In a recent piece called “Why Trump Has To Sell A Fantasy of Collective Persecution,” The Washington Post’s Paul Waldman quotes a tweet from the Republican members of the House Judiciary Committee in the wake of the Mar-a-Lago search, and the Inflation Reduction Act’s provisions for cracking down on corporate tax evasion:
The IRS is coming for you. The DOJ is coming for you. The FBI is coming for you. No one is safe from political punishment in Joe Biden’s America.
Here in miniature we see a perfect example of how Trump has deftly welded his own personal interests to those of his followers, scamming them into believing they are one and the same, and that any misfortune that befalls him—even if it is in fact his own fault, and well-deserved—is an attack on them.
(A) sense of oppression has become central to motivating conservative voters, a way of keeping them engaged, angry and feeling that they have a personal stake in the outcome of every political event, no matter how remote it might seem. So it’s being repeated over and over.
You’re not just an ordinary person with an ordinary job and an ordinary life. You’re a freedom fighter waging war against forces of darkness to secure liberty’s future. The more grubby and personal Trump’s misdeeds are, the more important it is to keep telling the base that story so its allegiance won’t waver.
So every absurd Trump story will have to be presented this way: He took those classified documents for you, he cheated on his taxes for you, he tried to steal the election for you, and if, heaven forbid, he should face accountability for his wrongdoing, you will be the one who pays the price.
To any reasonable person, it might sound absurd. But the MAGA devotees believe it with all their hearts.
When a man has pulled off a trick like that, he can get away with damned near anything.
STAY CLASSY, SAN DIEGO
Setting aside the nuclear issue, we do know that Trump took classified material of some significant kind from the White House to Mar-a-Lago. Not even he or his acolytes dispute that, only that there was anything wrong with it—per above, the same defense they deployed over Ukraine.
A common, if dishonest, argument already being floated by Trump’s defenders, and one that we are sure to hear a lot more going forward, is that the President can declassify anything he or she wants, at will. Already it has been made by such cretins as Stephen Miller, Ric Grenell, and Kash Patel (also the author of a children’s book promoting the Big Lie called The Plot Against the King). On Truth Social, Trump himself declared, "It was all declassified."
Of course, these claims cannot be taken seriously because they are all made in the worst possible faith. It goes without saying (but let’s say it anyway!) that these very people would hardly be so cavalier if a Democratic chief executive behaved thus. Their outrage over even the tiniest breach of the protocol for handling classified material by Democrats is volcanic (#LockHerUp!), while their own record on that count is eyepoppingly awful, and hypocritical beyond belief.
So let’s just say that Messrs. Miller, Grenell & Patel are hardly the authorities on this matter.
The practical reality regarding declassification is much more complicated, because the classification system, like many mechanisms of our constitutional democracy, was never intended to reckon with a commander-in-chief who was openly malevolent.

****************

### Exercises
1. In the commentary on Trump, rewrite the stretch from "(A) sense of" through "over and over.", with "conservative voters" changed to "Republican voters".
2. According to the commentary on Trump, what is the title of the children's book by Kash Patel?
3. Why does the commentary on Trump say that the practical reality of declassification is much more complicated?
The records are separate material, unrelated to the commentary on Trump.

****************

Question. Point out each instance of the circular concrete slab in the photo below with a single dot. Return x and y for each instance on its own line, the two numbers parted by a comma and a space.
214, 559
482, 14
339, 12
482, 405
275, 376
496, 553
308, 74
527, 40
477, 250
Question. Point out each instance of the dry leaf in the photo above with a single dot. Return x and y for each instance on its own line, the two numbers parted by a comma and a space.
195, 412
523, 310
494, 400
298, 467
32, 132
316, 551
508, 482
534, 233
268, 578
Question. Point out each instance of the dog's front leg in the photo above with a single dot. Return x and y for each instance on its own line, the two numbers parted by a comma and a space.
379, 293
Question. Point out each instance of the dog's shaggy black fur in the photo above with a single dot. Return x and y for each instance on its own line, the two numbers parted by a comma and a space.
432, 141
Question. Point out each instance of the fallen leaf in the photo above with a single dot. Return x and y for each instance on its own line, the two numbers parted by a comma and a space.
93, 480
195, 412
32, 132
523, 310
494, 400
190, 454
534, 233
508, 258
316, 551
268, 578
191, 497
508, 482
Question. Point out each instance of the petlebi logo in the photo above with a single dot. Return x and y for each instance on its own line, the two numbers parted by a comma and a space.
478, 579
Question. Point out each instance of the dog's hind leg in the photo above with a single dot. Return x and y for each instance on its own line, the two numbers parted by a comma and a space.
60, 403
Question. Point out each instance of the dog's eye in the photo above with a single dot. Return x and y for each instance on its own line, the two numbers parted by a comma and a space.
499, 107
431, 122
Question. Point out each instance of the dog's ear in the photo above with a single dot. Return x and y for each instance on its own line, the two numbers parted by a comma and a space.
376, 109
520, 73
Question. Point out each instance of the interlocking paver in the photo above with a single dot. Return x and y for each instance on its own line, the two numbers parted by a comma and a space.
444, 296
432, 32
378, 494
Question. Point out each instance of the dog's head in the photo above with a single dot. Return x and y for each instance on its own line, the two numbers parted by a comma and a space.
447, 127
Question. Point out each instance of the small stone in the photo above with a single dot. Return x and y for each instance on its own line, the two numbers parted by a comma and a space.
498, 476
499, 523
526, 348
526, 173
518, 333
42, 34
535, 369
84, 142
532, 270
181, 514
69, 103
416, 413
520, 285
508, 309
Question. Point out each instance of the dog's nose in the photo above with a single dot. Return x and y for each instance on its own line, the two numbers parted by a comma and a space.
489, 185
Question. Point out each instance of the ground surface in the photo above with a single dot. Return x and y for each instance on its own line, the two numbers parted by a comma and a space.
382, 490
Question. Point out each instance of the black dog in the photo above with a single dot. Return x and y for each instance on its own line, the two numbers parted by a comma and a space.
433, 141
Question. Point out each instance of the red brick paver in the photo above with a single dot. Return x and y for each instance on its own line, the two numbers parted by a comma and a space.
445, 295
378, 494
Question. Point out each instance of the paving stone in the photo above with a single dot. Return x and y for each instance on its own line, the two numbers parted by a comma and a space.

****************

### Responses per task
1.
(A) sense of oppression has become central to motivating Republican voters, a way of keeping them engaged, angry and feeling that they have a personal stake in the outcome of every political event, no matter how remote it might seem. So it’s being repeated over and over.

2. The Plot Against the King

3. The classification system, like many mechanisms of constitutional democracy, was never intended to reckon with a commander-in-chief who was openly malevolent.